▶ [TEXTAUSZUG]:
22. Jahrgang | Nummer 11 | 27. Mai 2019

Sprüche und Lebenslügen

von Erhard Crome

Den ehemaligen SPD-Vorsitzenden und ehemaligen Außenminister Sigmar Gabriel bewegte offenbar sein politisches Schicksal, das eines Gescheiterten. Zum 70. Jahrestag der NATO fuhr sein Nachfolger, den er erst aus der Provinz geholt hatte, zum Gruppenbild nach Washington. Da wollte er wenigstens ein Zeichen setzen und schrieb einen Text für den Berliner Tagesspiegel. Als er noch darüber brütete, fiel sein Blick wohl auf eine Flasche „Klosterfrau Melissengeist“ auf dem Nachttisch. Das ist ein Kräuterextrakt. Laut Beschreibung wirkt er „schonend und sanft bei vegetativen Beschwerden wie innere Unruhe, Nervosität, Wetterfühligkeit, Schlafstörungen oder Magen-Darmbeschwerden“. Zentraler Slogan seit 1925: „Nie war er so wertvoll wie heute“. Und als der Sigmar noch jugendlich war, lief der allabendlich im Werbefernsehen.
So begann Gabriel seinen Aufsatz mit der sinnigen Überschrift: „Nie war sie so wertvoll wie heute“. Er meinte die NATO und fügte hinzu, die sei „mehr denn je Garant für ein starkes Europa, in dem Deutschlands Wankelmut zum wachsenden Problem wird“. Europa und Deutschland wanken oder schwanken im Meer der internationalen Politik, das meinte er gleich zu Beginn hervorheben zu sollen.

▶ [DATENAUSZUG]:
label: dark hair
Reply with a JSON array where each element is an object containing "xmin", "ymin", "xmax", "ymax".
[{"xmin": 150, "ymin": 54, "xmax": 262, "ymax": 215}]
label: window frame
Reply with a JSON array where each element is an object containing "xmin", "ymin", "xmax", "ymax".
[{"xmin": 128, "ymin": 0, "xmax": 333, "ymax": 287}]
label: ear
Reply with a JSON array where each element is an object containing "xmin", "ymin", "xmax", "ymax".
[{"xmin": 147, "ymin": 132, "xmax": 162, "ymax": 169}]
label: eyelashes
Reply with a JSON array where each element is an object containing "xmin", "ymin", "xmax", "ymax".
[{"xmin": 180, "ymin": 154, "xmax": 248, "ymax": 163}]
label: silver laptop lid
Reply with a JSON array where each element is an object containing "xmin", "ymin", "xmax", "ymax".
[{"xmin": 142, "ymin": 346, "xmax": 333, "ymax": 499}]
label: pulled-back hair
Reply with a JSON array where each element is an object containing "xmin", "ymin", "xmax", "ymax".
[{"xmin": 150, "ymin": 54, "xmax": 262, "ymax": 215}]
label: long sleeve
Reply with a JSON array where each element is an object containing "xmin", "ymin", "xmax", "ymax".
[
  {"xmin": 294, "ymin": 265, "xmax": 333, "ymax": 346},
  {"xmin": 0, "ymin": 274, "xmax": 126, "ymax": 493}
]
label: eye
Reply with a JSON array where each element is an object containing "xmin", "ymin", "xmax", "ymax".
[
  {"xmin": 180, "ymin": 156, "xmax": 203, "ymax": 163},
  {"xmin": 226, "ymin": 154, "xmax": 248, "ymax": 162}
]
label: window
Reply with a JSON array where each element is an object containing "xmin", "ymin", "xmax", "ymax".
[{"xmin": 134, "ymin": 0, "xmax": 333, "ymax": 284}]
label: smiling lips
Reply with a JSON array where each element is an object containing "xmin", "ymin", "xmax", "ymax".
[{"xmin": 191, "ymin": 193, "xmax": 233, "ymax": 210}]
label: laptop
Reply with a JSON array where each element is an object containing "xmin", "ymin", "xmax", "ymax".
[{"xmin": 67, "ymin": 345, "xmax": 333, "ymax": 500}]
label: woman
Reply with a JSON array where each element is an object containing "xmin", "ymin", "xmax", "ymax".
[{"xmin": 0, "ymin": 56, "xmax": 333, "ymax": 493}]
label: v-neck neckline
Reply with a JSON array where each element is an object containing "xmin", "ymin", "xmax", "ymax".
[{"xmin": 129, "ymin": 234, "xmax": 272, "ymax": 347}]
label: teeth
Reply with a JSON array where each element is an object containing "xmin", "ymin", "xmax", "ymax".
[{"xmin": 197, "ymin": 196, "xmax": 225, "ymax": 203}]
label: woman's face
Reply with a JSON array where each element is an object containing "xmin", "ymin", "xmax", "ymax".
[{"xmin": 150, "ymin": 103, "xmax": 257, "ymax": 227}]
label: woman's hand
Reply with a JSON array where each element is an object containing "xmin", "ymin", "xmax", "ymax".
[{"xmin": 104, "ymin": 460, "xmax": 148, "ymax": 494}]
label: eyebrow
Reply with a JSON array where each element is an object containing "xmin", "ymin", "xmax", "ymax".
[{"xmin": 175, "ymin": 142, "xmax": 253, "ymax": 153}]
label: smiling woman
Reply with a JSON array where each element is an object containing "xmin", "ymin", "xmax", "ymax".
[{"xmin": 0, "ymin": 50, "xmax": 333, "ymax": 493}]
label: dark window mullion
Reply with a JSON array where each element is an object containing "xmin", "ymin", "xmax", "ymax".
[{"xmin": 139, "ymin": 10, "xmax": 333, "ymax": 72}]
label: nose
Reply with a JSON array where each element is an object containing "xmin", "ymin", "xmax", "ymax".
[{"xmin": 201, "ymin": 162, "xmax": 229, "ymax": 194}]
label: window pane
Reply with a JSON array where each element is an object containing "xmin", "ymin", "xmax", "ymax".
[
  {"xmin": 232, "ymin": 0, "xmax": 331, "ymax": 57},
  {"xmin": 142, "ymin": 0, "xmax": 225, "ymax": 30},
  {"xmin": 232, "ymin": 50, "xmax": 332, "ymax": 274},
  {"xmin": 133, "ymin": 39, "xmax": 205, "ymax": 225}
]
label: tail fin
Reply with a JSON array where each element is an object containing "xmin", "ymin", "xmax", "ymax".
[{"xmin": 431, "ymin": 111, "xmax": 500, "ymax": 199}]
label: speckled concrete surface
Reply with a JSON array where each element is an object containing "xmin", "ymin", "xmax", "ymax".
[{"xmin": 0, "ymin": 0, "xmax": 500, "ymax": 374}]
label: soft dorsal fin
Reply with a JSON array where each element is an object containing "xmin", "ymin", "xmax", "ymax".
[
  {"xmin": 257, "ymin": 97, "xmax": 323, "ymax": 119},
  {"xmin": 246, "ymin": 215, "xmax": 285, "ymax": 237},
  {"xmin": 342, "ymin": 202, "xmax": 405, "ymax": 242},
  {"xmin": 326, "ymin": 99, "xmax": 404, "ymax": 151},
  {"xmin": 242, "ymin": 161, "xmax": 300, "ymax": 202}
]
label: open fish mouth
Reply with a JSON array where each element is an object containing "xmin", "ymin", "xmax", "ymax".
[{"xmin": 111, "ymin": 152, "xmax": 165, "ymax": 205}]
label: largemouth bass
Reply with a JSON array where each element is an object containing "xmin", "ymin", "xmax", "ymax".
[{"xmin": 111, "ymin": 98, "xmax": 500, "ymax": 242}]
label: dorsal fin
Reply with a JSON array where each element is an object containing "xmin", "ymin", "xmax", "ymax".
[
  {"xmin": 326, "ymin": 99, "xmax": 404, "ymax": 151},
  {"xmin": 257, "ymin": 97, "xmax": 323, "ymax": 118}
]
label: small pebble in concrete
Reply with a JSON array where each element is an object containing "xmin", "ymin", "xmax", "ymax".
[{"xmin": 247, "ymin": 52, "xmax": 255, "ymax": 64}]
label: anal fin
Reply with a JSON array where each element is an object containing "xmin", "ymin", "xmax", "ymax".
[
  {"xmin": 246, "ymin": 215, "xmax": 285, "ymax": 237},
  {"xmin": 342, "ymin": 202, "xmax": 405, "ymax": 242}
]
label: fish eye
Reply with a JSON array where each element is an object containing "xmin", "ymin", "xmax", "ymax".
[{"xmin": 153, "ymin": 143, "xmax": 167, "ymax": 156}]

▶ [AUFGABENSTELLUNG]:
**a.** Erklären Sie in ein bis drei Sätzen anhand des Textes über Sigmar Gabriel und die NATO, weshalb Gabriel einen Beitrag für den Berliner Tagesspiegel schrieb.
**b.** Führen Sie den Text über Sigmar Gabriel und die NATO im Anschluss an seinen letzten Satz weiter.

▶ [LÖSUNGEN]:
**a.** Zum 70. Jahrestag der NATO fuhr sein Nachfolger, den Gabriel selbst aus der Provinz geholt hatte, zum Gruppenbild nach Washington. Gabriel wollte deshalb wenigstens ein Zeichen setzen und schrieb dafür einen Text für den Tagesspiegel.

**b.**
Dann präsentierte er den wichtigsten Gemeinplatz der noch aus Bonn stammenden Staatsideologie: „Die NATO wurde vor 70 Jahren gegründet, um den großen Krieg zwischen West und Ost zu verhindern. Und das hat sie geschafft. Sie hat die Bedrohung durch den Blockfeind erfolgreich abgewehrt, ohne jemals in einen heißen Krieg getreten zu sein.“ Letzteres stimmt insofern, als dass der Krieg zwischen den beiden Blöcken ausgefallen ist. Ob das aber das Verdienst der NATO oder ihres östlichen Gegenstücks, der Warschauer Vertragsorganisation, oder beider war – oder beider nicht –, ist nicht bewiesen. Ein alles vernichtender Atomkrieg hat nicht stattgefunden, wegen oder trotz des atomaren Patts. Das wissen wir nicht. Vielleicht sind wir auch nur durch Zufall davongekommen. Deshalb wäre es zum Ende des Kalten Krieges vernünftig gewesen, nach dem Verschwinden des Warschauer Vertrages auch die NATO aufzulösen – wenn kein Feind mehr da ist, braucht es kein Militärbündnis. Da die US-Regierungen die NATO jedoch als Werkzeugkasten für ihre interventionistische Geopolitik behalten wollten und die deutsche sowie andere europäische Regierungen dem brav folgten, existiert sie immer noch, ausgeweiteter und vollmundiger denn je.
Der Autor hat aber offenbar selbst gemerkt, dass sein schöner Spruch volle Strahlkraft nicht entwickelt und fügte daher hinzu: „Die oftmals kritisierte Ausnahme, der Kriegseinsatz von NATO-Verbänden im ehemaligen Jugoslawien während des Kosovokrieges, beendete Völkermord und ethnische Säuberungen, weil die NATO-Mitglieder – darunter auch Deutschland – dem Morden nicht länger tatenlos zusehen wollten.“ Hier sind wir allerdings bei einer handfesten Lebenslüge.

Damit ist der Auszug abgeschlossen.